### [EXERCISE OBJECTIVE]
Look at the entries below and reproduce them exactly.

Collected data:
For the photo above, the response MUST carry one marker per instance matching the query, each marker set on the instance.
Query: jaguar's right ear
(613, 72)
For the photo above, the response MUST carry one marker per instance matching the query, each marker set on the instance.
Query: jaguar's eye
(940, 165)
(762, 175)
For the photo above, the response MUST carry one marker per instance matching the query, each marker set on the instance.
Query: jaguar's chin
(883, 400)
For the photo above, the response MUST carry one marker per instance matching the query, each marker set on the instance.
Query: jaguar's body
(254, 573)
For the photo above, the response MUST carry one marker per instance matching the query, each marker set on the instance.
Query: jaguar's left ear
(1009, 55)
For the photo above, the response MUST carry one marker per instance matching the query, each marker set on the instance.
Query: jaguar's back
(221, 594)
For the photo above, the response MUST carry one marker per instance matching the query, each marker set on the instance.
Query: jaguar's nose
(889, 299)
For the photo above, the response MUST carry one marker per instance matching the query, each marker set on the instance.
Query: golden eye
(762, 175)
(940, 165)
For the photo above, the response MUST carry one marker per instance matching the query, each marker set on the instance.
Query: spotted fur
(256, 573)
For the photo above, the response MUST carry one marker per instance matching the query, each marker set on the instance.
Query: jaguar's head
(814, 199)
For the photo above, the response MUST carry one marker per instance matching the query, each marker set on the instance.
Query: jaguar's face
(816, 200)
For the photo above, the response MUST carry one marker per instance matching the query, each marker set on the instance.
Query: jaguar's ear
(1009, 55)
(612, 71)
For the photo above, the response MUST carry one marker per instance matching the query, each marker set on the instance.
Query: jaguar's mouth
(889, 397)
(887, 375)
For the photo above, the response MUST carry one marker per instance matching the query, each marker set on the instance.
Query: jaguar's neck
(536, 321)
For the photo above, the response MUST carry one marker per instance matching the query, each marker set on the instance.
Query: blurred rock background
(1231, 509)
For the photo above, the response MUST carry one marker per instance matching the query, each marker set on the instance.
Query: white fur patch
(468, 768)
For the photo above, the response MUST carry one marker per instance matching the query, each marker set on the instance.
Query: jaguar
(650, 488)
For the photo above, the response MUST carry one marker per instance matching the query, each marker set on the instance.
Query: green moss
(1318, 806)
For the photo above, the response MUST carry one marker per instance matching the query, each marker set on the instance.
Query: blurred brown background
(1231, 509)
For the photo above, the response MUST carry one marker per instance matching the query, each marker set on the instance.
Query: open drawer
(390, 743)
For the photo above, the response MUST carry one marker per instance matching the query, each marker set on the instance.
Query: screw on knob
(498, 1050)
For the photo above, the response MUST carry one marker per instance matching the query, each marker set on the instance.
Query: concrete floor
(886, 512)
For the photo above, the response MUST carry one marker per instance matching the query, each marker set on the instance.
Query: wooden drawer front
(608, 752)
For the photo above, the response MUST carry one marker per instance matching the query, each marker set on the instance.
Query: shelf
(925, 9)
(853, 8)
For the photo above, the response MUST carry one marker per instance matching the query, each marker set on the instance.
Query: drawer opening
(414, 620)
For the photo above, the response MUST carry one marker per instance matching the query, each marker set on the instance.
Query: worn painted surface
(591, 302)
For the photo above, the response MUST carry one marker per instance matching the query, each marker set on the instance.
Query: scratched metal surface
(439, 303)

### [EXERCISE RESPONSE]
For the photo above, the response MUST carry one marker per instance matching the query, each marker set on the instance.
Query: jaguar's right ear
(613, 72)
For the photo above, the response MUST carry one marker per instance matching the query, each marker set on the instance.
Query: jaguar's eye
(940, 165)
(762, 175)
For the photo above, the response MUST carry one marker per instance matching the query, each marker set on the instance.
Query: jaguar's chin
(883, 400)
For the photo above, the response MUST carry one marker per instance matching the query, each marker set on the instance.
Query: jaguar's body
(254, 573)
For the photo above, the response MUST carry one marker per instance matching the query, each marker set on the instance.
Query: jaguar's left ear
(1009, 55)
For the photo above, the response MUST carry one marker per instance matching the query, each marker set on the instance.
Query: jaguar's back
(221, 594)
For the photo above, the response MUST carry one marker per instance matching the query, each marker set on the instance.
Query: jaguar's nose
(889, 299)
For the photo above, the response MUST carry one marker per instance matching the query, each marker set on the instance.
Query: golden eye
(762, 175)
(940, 165)
For the photo above, the response MUST carry one marker per instance matching the query, each marker set on the instance.
Query: spotted fur
(256, 573)
For the photo above, the response MUST carry one marker per instance matching the query, each marker set on the instance.
Query: jaguar's head
(814, 199)
For the photo above, the response MUST carry one marker per instance matching the query, each marker set on the instance.
Query: jaguar's face
(816, 200)
For the photo above, the response MUST carry one marker per instance matching the query, each marker set on the instance.
Query: jaguar's ear
(1009, 55)
(612, 71)
For the photo above, the response MUST carry one marker per instance matching the query, each marker set on the instance.
Query: jaguar's mouth
(889, 397)
(887, 375)
For the photo above, the response MUST carry one marker per instance matching the query, each marker set on the instance.
Query: jaguar's neck
(536, 321)
For the photo above, the response MUST carry one marker per instance matching the query, each marker set on the instance.
Query: blurred rock background
(1231, 509)
For the photo above, the response MUST carry one marker per instance matching the query, each marker set on the instance.
Query: white fur patch
(468, 768)
For the photo above, the response MUST carry one marker per instance matching the query, each marker set on the instance.
Query: jaguar
(650, 488)
For the photo above, the response MUST carry one marker per instance matching the query, each marker set on the instance.
Query: green moss
(1318, 806)
For the photo above, the response MUST carry one marker per instance matching the query, each marker set on the instance.
Query: blurred brown background
(1231, 509)
For the photo above, the response MUST carry one marker per instance matching the query, each marker set on the instance.
Query: open drawer
(390, 743)
For the photo above, the response MUST carry one marker per instance matching the query, each marker set on the instance.
Query: screw on knob
(498, 1050)
For the photo above, the response MUST carry one marker per instance matching the query, each marker set on the instance.
Query: concrete floor
(886, 512)
For the photo above, the response MUST carry one marker per instance matching the query, each marker set on the instance.
Query: wooden drawer front
(608, 752)
For the photo above, the response MUST carry one marker per instance matching the query, each marker set on the instance.
Query: shelf
(925, 9)
(853, 8)
For the photo above, the response MUST carry one marker per instance matching the query, each marker set on the instance.
Query: drawer opening
(414, 620)
For the photo above, the response MUST carry one marker per instance matching the query, each marker set on the instance.
Query: worn painted surface
(591, 302)
For the photo above, the response MUST carry one marker per instance matching the query, each marker set on the instance.
Query: scratched metal surface
(439, 303)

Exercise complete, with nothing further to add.